#### Dataset entries:

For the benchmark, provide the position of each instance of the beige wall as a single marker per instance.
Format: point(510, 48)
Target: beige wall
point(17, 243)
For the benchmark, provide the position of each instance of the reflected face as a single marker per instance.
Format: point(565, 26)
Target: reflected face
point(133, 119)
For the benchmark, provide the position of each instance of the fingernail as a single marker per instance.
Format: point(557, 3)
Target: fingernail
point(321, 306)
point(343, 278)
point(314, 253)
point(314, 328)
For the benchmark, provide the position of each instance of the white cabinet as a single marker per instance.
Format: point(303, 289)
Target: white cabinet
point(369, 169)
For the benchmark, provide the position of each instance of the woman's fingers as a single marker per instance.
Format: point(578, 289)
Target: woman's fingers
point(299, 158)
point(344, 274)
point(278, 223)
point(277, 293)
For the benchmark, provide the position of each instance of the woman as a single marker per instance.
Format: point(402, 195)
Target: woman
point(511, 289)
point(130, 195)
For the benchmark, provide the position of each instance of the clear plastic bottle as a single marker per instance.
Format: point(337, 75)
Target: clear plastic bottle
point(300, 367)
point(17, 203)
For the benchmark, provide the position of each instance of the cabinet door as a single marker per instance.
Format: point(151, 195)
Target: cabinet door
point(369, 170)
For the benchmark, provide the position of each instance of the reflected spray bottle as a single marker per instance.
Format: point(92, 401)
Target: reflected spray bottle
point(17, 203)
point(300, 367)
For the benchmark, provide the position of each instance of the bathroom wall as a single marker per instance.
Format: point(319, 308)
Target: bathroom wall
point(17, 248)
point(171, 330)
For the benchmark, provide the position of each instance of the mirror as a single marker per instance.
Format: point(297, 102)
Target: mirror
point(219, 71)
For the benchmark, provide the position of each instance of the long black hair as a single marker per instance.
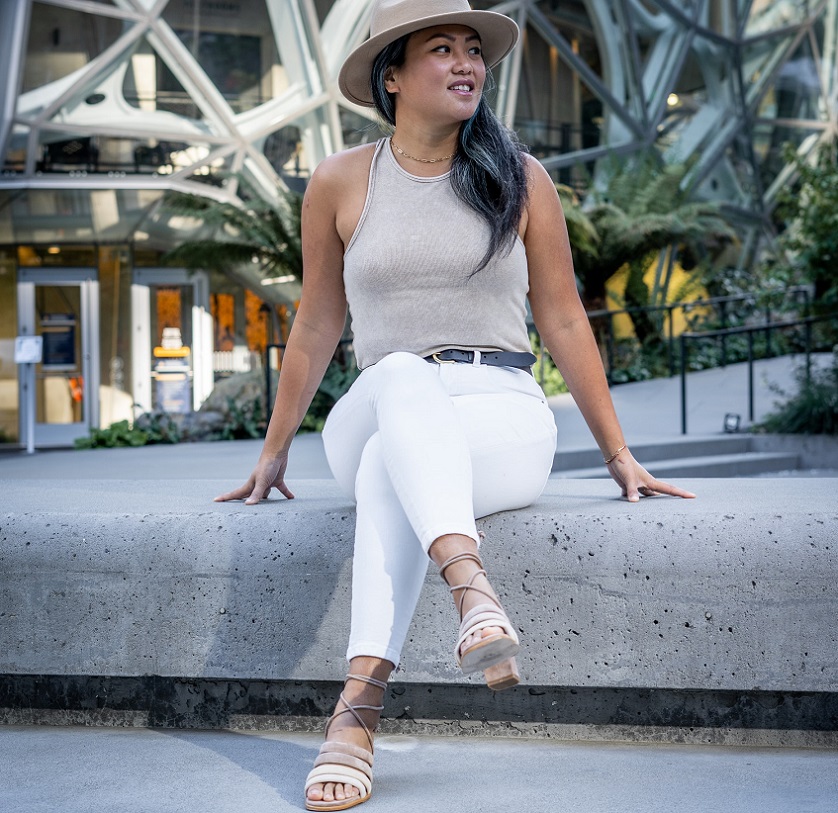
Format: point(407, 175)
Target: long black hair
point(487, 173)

* * *

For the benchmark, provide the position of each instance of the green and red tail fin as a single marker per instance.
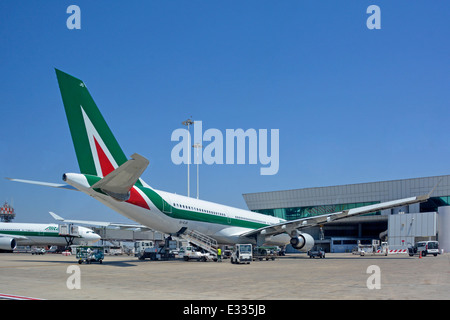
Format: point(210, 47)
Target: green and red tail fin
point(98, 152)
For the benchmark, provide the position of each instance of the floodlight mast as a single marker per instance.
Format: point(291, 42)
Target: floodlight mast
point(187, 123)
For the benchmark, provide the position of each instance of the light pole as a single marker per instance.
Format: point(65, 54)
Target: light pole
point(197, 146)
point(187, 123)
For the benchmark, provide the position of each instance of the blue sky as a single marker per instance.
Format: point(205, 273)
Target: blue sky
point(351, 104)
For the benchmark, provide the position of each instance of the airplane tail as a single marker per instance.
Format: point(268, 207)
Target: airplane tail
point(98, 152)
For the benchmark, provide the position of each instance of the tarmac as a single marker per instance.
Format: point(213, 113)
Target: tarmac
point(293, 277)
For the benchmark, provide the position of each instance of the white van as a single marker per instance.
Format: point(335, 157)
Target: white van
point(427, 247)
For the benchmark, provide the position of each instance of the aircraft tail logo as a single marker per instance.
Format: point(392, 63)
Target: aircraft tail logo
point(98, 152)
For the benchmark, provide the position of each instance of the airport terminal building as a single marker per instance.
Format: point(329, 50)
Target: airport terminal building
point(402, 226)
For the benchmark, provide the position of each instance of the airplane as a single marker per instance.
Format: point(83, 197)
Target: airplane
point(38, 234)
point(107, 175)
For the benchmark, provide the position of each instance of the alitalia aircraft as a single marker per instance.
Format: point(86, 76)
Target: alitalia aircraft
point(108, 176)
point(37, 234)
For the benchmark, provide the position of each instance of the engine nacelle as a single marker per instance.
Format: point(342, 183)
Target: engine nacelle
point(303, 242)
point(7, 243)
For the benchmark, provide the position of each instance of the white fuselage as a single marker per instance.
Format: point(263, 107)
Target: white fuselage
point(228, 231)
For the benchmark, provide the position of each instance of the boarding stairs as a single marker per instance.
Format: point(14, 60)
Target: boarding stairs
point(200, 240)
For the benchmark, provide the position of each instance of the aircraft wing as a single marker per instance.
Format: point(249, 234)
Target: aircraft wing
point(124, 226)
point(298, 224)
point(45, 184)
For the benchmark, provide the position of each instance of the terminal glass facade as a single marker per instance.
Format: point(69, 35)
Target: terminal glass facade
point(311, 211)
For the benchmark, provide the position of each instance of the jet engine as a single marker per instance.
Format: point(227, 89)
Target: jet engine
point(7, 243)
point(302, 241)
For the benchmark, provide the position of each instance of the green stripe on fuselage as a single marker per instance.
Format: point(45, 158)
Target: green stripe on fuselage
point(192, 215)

#### Stated problem:
Write out the records line for line without any change, starting with the line that contains "beige wall as a single marker per instance." and going on through the line that contains "point(130, 195)", with both of those lines included.

#### Written solution:
For the benchmark, provide the position of each instance of the beige wall as a single marker per instance.
Format: point(510, 48)
Target: beige wall
point(17, 243)
For the benchmark, provide the position of each instance of the reflected face as a single marker per instance.
Format: point(565, 26)
Target: reflected face
point(133, 119)
For the benchmark, provide the position of each instance of the fingernail as a single marker per instance.
Format: point(557, 3)
Target: fingernail
point(321, 306)
point(343, 278)
point(314, 253)
point(314, 328)
For the benchmark, provide the position of each instance of the white cabinet as a single marker per instance.
Format: point(303, 289)
Target: white cabinet
point(369, 169)
For the benchmark, provide the position of each instance of the woman's fingers as a single marker per instance.
Format: point(578, 289)
Target: woman's fingers
point(299, 158)
point(344, 274)
point(278, 223)
point(277, 293)
For the benchmark, provide the position of each instance of the woman as a single marker per instance.
Format: point(402, 195)
Target: woman
point(511, 289)
point(130, 195)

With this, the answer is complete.